[Input data Boundary: Start]

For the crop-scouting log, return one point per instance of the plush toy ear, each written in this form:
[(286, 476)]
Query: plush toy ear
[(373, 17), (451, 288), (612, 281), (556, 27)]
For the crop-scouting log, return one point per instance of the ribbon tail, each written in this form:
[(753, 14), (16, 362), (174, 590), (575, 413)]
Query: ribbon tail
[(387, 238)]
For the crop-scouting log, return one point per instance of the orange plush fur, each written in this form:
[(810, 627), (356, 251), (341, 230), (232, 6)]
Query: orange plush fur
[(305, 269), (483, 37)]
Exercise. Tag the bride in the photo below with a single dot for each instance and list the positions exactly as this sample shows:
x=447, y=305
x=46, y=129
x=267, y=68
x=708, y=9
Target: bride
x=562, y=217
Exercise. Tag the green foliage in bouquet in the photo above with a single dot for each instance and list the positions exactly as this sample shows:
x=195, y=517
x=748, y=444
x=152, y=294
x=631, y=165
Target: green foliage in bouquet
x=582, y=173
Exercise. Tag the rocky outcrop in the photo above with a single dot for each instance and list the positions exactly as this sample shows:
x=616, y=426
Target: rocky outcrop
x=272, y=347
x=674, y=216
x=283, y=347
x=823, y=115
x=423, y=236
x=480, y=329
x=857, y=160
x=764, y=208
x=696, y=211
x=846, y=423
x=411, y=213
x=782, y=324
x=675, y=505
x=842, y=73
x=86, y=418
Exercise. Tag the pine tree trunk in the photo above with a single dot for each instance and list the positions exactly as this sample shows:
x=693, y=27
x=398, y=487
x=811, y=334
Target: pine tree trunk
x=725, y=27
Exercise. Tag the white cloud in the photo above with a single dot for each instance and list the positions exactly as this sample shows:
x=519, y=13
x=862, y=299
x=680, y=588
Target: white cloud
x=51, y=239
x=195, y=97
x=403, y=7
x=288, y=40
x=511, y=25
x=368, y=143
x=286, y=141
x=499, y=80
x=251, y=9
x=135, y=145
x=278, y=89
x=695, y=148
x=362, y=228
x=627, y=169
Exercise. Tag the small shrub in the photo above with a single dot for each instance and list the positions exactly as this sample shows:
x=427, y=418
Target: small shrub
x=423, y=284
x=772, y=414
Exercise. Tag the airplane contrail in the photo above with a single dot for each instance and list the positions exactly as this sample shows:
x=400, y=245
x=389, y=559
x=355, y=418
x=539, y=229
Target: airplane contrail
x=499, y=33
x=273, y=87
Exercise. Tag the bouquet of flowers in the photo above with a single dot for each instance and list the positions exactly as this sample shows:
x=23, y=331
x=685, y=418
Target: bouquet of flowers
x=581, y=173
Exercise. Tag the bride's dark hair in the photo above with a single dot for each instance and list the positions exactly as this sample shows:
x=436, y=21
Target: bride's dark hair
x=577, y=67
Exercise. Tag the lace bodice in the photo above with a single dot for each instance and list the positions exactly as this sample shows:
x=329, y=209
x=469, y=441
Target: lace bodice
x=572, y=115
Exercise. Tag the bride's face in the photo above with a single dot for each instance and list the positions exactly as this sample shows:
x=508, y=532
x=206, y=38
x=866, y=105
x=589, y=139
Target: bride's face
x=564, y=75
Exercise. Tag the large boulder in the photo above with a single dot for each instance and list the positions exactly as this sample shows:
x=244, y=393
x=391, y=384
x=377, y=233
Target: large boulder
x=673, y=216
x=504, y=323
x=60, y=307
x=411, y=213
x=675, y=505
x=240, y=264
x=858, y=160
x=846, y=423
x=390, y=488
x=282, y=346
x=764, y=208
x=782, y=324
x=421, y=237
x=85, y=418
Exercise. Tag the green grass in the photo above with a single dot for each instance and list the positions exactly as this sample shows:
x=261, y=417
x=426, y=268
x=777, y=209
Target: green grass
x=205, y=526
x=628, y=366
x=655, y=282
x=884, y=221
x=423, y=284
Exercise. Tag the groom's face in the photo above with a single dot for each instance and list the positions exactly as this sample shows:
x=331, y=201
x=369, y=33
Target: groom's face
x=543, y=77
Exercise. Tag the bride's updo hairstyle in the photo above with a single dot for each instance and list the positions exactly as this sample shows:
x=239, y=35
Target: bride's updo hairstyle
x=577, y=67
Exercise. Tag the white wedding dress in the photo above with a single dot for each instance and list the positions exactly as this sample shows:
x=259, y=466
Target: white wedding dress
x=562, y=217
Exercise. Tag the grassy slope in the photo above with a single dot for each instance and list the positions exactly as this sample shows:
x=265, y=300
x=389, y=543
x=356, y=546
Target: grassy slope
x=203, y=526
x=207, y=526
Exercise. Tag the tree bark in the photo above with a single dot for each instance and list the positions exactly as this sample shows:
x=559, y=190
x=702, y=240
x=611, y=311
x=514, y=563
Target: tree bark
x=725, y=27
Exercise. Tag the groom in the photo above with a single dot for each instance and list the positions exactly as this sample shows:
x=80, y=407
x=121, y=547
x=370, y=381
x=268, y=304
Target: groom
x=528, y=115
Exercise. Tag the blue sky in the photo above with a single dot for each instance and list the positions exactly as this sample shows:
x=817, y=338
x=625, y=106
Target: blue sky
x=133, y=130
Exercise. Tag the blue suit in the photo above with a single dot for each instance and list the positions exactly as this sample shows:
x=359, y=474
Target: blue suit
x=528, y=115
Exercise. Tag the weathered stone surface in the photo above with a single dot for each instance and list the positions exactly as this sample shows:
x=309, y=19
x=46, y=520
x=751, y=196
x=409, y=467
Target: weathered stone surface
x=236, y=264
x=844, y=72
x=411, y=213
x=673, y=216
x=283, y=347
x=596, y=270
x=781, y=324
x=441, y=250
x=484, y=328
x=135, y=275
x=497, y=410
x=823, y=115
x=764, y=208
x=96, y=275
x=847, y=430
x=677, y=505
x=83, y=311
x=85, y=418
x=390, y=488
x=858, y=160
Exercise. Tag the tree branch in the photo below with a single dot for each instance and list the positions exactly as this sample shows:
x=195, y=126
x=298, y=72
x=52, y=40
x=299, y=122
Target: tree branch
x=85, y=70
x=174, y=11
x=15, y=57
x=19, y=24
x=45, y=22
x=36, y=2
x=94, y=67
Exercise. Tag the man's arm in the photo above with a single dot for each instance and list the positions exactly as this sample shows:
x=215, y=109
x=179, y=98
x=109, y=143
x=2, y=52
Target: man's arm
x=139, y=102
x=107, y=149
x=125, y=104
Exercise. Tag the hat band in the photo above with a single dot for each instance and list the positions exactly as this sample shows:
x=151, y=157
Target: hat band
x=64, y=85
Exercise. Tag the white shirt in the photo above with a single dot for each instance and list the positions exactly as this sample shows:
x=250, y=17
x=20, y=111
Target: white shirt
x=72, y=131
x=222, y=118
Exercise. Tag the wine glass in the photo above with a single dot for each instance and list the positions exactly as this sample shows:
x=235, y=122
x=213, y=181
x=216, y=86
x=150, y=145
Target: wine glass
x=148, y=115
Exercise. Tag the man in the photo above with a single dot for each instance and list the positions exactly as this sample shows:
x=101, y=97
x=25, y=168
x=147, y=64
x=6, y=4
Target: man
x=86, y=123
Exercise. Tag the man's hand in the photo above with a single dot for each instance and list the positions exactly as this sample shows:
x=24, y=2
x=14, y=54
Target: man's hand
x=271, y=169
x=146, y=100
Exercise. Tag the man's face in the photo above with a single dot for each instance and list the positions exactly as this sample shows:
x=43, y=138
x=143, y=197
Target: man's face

[Input data Boundary: End]

Exercise: What you return must be the lines from the line holding "x=20, y=111" through the final line of the material, word for word, and nothing more.

Solution for this exercise:
x=20, y=111
Target: white shirt
x=72, y=131
x=222, y=118
Exercise. Tag the wine glass in the photo above with a single dot for each instance and list the positions exactly as this sample shows:
x=235, y=122
x=213, y=181
x=216, y=86
x=150, y=145
Target: wine glass
x=148, y=115
Exercise. Tag the man in the photo above with a single dot for each instance and list the positions exactly as this sample shows:
x=101, y=97
x=25, y=168
x=147, y=64
x=6, y=4
Target: man
x=86, y=123
Exercise. Tag the man's hand in the photo above with a single dot for each instance and list the positions exactly as this sample shows:
x=24, y=2
x=14, y=54
Target: man's hand
x=271, y=169
x=146, y=100
Exercise. Tag the man's face in the photo above with a single dot for each instance and list the positions exactly as this sample shows:
x=43, y=138
x=143, y=197
Target: man's face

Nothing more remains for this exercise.